» Document excerpt:
===============

Huffington Post: Paul "US Drug War Has Racist Origins"Submitted by TJV123 on Tue, 12/27/2011 - 15:01
Ron Paul’s presidential campaign has spent the last two weeks dealing with the political consequences of the reemergence of racist newsletters that went out under his name in the 1980s and ‘90s. During that same time period, however, Paul also laid out an historical analysis of the racist roots of the drug war that accurately and honestly reflects its origins.
In 1988 Paul made a presidential campaign stop at the National Organization for the Reform of Marijuana Laws while running on the Libertarian Party ticket. "What was so bad about the period from 1776 to 1914?" Paul wondered, referring to a time in American history when drugs were legal on the federal, and, in many towns, local level. "In the 20th Century, the doctors, like all business people, decided that there ought to be a monopoly. ‘If you wanted a little bit of codeine in your cough medicine, it would be much better if you come to me so I can charge you $25 for a prescription.'”

===============

» Apply what you read:
1/ In the article about Ron Paul and the drug war, rewrite the paragraph beginning "Ron Paul's presidential campaign has spent" in two shorter sentences, keeping its main facts.
2/ According to the article about Ron Paul and the drug war, where did Paul make a presidential campaign stop in 1988?
3/ Extend the article about Ron Paul and the drug war, picking up right after its final sentence.

» Data block:
===============

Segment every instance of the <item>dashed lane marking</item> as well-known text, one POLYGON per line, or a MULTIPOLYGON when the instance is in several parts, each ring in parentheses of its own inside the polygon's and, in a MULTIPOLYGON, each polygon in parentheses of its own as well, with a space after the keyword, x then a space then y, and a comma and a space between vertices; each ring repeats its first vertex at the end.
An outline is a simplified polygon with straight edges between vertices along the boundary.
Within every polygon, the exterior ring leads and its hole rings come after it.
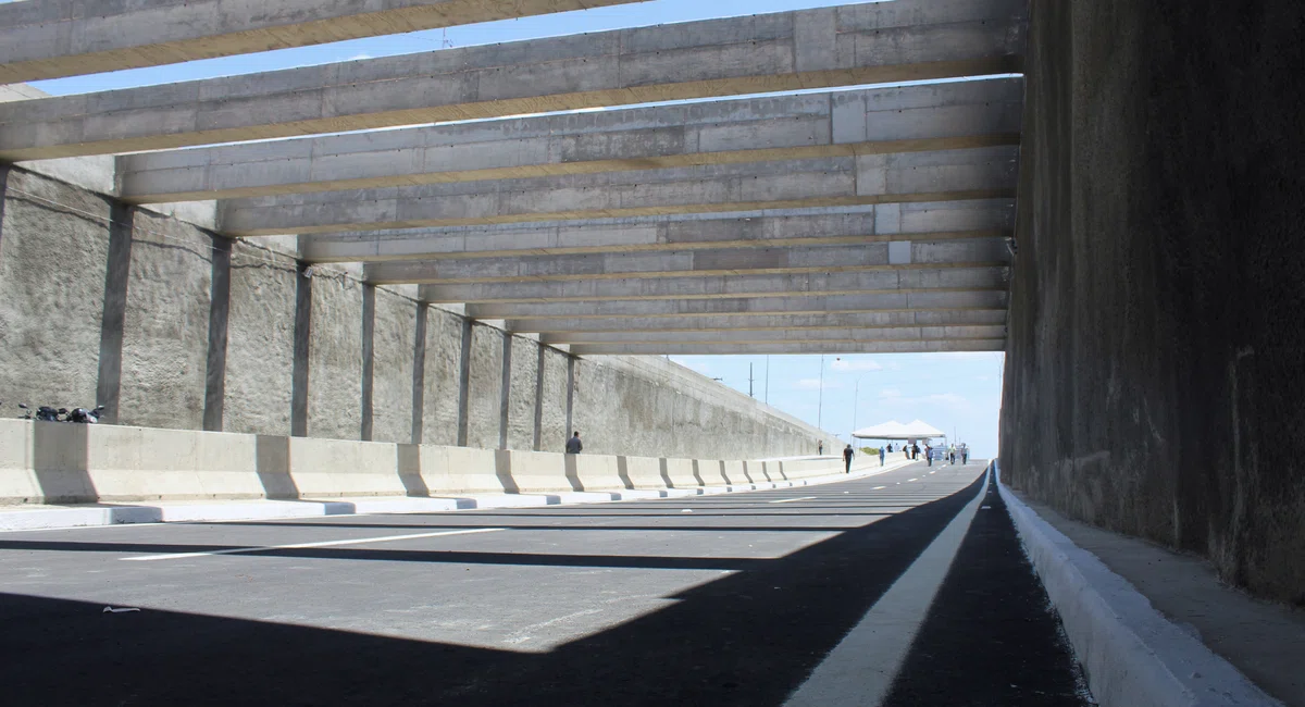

===============

» Answers to the problems:
1/ For two weeks, Ron Paul's presidential campaign has faced political fallout from the resurfacing of racist newsletters published under his name in the 1980s and '90s. In that same period, though, Paul gave an accurate, honest historical analysis of the drug war's racist roots.

2/ At the National Organization for the Reform of Marijuana Laws.

3/
Paul, in a speech aired at the time on C-SPAN went on. “Before the 20th Century there was none of that and it was the medical profession as well as many other trade groups that agitated for the laws. And you know there’s a pretty good case made that this same concept was built in with racism as well. We do know that opium was used by the Chinese and the Chinese were not welcomed in this country,” Paul said. “We do know that the blacks at times use heroin, opium and the laws have been used against them. There have been times that it has been recognized that the Latin Americans use marijuana and the laws have been written against them. But lo and behold the drug that inebriates most of the members of Congress has not been touched because they're up there drinking alcohol.” (In the same speech, Paul delves into drug trafficking and the CIA, which I’ll cover in a follow-up article.)